**Given instruction A**
Print everything in the Kafka bug report from "1. we updated" down to "topic-partition. (kafka.server.ReplicaFetcherThread)", without changing a character.
**Given instruction B**
Please state whether each statement agrees with the Kafka bug report, answering yes or no and quoting the deciding words: (i) The cluster was moved from 0.10.0.0 to 0.10.0.1 six days before the report. (ii) The cluster has five nodes. (iii) The issue is filed as an improvement.
**Given instruction C**
Pick up the Kafka bug report after its last sentence and write what comes next.

**Text shown**
--- --- ---

Sergey Alaev created KAFKA-4231:
-----------------------------------

             Summary: ZK metadata went inconsistent when migrating 0.10.0.0 -> 
0.10.0.1
                 Key: KAFKA-4231
                 URL: https://issues.apache.org/jira/browse/KAFKA-4231
             Project: Kafka
          Issue Type: Bug
    Affects Versions: 0.10.0.1
         Environment: 3-node cluster on AWS, 700+ topics, created and dropped 
on regular basis, we use Java Kafka client 0.9.0.1 and ZKUtils 0.9.0.1 to 
create/drop topics automatically
            Reporter: Sergey Alaev


1. we updated our Kafka cluster 0.10.0.0 -> 0.10.0.1 6 days ago
2. yesterday, we got huge amount of server logs looking like:
[2016-09-29 12:33:27,055] ERROR [ReplicaFetcherThread-0-1], Error for partition 
[test-customer-recipient-4115239346516610_test-recipient-4115239346516610,0] to 
broker 1:org.apache.kafka.common.errors
.UnknownTopicOrPartitionException: This server does not host this 
topic-partition. (kafka.server.ReplicaFetcherThread)
3. Today I've restarted all three nodes and they failed to start throwing 
exception featured below.

--- --- ---

**Listed entries**

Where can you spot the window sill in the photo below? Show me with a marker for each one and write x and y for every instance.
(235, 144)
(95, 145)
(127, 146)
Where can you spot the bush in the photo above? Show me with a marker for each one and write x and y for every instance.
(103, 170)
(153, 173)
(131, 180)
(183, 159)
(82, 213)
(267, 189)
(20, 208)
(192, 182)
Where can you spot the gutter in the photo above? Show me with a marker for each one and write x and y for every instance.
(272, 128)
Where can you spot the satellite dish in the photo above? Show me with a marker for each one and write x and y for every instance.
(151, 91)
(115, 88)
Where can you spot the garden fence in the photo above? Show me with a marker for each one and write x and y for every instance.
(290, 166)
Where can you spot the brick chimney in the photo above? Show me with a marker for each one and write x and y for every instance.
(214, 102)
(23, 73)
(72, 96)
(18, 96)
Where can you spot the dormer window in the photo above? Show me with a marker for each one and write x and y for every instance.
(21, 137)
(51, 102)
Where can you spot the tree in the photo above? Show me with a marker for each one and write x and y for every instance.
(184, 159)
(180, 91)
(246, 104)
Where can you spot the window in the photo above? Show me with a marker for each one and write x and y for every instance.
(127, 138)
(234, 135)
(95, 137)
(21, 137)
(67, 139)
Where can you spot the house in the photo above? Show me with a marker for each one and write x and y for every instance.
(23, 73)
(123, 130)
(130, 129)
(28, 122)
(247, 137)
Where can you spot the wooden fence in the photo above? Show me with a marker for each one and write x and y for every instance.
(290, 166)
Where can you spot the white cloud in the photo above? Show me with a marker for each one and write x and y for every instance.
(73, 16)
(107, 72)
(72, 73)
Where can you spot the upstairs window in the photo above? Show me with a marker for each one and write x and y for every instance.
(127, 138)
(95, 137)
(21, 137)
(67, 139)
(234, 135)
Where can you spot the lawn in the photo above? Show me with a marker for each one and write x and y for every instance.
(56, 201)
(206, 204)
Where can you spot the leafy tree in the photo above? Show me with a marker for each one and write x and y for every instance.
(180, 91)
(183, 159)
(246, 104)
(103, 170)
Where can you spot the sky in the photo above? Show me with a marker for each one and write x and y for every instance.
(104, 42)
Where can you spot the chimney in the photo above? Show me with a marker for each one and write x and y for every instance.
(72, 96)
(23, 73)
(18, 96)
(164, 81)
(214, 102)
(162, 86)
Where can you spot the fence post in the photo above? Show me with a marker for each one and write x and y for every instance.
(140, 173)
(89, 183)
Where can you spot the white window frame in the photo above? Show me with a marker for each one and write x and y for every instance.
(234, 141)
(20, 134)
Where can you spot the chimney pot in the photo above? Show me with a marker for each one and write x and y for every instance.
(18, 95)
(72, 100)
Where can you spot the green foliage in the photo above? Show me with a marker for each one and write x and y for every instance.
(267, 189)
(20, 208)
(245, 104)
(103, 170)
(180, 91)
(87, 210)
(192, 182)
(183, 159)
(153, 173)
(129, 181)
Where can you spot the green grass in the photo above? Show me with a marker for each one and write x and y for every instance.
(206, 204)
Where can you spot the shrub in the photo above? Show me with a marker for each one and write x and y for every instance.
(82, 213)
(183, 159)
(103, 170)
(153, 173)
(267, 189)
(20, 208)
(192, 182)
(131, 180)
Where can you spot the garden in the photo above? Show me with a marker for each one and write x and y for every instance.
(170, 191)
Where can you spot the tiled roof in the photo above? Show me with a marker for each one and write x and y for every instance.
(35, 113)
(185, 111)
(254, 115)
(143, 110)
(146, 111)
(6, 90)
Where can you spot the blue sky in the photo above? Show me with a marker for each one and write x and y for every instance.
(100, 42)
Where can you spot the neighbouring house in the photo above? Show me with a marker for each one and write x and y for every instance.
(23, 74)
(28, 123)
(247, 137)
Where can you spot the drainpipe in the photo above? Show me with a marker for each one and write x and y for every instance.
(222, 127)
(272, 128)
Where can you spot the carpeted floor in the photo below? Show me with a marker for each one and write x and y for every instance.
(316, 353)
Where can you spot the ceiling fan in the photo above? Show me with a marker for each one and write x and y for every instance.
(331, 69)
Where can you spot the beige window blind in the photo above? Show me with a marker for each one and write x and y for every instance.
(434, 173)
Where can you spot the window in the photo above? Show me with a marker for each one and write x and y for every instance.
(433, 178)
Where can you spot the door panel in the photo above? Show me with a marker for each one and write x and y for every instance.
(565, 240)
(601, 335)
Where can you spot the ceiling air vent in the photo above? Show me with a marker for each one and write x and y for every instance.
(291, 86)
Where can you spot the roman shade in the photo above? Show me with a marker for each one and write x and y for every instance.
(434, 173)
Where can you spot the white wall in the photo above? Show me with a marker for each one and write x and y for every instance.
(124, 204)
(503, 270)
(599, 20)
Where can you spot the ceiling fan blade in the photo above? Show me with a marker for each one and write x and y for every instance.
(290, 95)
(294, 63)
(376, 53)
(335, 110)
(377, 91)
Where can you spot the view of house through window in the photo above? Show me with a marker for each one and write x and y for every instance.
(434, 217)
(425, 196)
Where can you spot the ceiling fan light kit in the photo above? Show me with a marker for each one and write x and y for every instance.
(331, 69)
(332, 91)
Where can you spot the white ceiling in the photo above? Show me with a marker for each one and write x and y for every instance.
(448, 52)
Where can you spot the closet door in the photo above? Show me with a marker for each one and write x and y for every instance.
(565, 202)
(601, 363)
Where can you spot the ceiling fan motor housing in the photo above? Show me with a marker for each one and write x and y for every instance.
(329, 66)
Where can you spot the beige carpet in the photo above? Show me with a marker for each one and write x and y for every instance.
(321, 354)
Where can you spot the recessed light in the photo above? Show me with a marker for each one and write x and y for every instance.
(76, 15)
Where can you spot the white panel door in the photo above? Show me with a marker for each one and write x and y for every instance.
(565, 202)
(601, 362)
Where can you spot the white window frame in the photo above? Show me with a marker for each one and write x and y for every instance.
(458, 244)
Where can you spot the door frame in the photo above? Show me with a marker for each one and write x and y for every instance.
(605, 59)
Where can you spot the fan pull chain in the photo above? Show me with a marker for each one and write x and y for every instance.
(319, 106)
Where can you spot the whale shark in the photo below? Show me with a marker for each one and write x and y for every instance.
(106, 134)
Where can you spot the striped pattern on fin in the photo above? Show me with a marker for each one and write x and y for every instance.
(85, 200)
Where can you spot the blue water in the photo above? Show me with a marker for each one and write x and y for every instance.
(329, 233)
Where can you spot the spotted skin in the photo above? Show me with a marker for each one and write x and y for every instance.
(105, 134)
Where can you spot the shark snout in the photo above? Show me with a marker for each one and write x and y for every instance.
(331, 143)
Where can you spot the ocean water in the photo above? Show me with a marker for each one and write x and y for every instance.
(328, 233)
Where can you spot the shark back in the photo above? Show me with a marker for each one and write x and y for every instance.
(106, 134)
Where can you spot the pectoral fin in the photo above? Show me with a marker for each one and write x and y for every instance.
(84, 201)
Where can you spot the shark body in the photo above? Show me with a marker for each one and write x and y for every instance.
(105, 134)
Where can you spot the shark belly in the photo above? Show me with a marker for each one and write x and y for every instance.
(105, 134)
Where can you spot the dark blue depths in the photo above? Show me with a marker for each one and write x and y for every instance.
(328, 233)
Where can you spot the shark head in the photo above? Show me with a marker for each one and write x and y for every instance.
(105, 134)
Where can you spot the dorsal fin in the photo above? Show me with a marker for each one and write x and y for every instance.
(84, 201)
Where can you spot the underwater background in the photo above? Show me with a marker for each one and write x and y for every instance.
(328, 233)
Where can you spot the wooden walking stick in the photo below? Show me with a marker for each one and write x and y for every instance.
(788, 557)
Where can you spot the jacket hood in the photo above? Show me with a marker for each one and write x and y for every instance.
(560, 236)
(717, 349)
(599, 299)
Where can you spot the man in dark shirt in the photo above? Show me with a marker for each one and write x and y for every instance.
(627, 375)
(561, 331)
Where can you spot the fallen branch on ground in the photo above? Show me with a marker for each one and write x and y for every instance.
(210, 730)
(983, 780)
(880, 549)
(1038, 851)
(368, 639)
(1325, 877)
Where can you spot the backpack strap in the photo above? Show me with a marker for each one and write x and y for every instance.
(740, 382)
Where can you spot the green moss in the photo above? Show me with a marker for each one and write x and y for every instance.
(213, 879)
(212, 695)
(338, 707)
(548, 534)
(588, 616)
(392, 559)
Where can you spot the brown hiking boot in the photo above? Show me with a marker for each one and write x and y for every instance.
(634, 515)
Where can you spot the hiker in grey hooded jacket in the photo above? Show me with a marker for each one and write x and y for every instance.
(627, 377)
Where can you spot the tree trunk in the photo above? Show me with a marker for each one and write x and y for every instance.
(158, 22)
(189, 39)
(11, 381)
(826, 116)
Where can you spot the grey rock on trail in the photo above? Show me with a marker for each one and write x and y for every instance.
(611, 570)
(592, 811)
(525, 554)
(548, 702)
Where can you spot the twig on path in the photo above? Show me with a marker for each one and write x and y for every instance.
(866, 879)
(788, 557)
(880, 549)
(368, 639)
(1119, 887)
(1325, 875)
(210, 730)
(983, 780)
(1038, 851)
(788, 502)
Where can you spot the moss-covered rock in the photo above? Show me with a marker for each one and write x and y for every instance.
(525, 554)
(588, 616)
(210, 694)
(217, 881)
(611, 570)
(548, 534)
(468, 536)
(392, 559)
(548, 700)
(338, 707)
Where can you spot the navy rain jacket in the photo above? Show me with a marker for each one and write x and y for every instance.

--- --- ---

**Written response A**
1. we updated our Kafka cluster 0.10.0.0 -> 0.10.0.1 6 days ago
2. yesterday, we got huge amount of server logs looking like:
[2016-09-29 12:33:27,055] ERROR [ReplicaFetcherThread-0-1], Error for partition 
[test-customer-recipient-4115239346516610_test-recipient-4115239346516610,0] to 
broker 1:org.apache.kafka.common.errors
.UnknownTopicOrPartitionException: This server does not host this 
topic-partition. (kafka.server.ReplicaFetcherThread)

**Written response B**
(i) Yes: "we updated our Kafka cluster 0.10.0.0 -> 0.10.0.1 6 days ago"
(ii) No: "3-node cluster on AWS"
(iii) No: "Issue Type: Bug"

**Written response C**
Investigation showed that ZK:
 /config/topics contained 729 entries
/admin/delete_topics contained 484 entries, all of them present in 
/config/topics
/brokers/topics were missing 6 entries present in /config/topics! This was the 
cause of startup failure

Removing those 6 entries from /config/topics fixed this issue.

I'm sure that we didn't change ZK data manually, the only possible culpits are 
kafka-server 0.10.0.1 and ZKUtils 0.9.0.1 (used only to delete topics)


[2016-09-29 12:52:11,082] ERROR Error while electing or becoming leader on 
broker 2 (kafka.server.ZookeeperLeaderElector)
kafka.common.KafkaException: Can't parse json string: null
        at kafka.utils.Json$.liftedTree1$1(Json.scala:40)
        at kafka.utils.Json$.parseFull(Json.scala:36)
        at 
kafka.utils.ZkUtils$$anonfun$getReplicaAssignmentForTopics$1.apply(ZkUtils.scala:610)
        at 
kafka.utils.ZkUtils$$anonfun$getReplicaAssignmentForTopics$1.apply(ZkUtils.scala:606)
        at 
scala.collection.mutable.ResizableArray$class.foreach(ResizableArray.scala:59)
        at scala.collection.mutable.ArrayBuffer.foreach(ArrayBuffer.scala:48)
        at kafka.utils.ZkUtils.getReplicaAssignmentForTopics(ZkUtils.scala:606)
        at 
kafka.controller.KafkaController.initializeControllerContext(KafkaController.scala:744)
        at 
kafka.controller.KafkaController.onControllerFailover(KafkaController.scala:333)
        at 
kafka.controller.KafkaController$$anonfun$1.apply$mcV$sp(KafkaController.scala:166)
        at 
kafka.server.ZookeeperLeaderElector.elect(ZookeeperLeaderElector.scala:84)
        at 
kafka.server.ZookeeperLeaderElector$LeaderChangeListener$$anonfun$handleDataDeleted$1.apply$mcZ$sp(ZookeeperLeaderElector.scala:146)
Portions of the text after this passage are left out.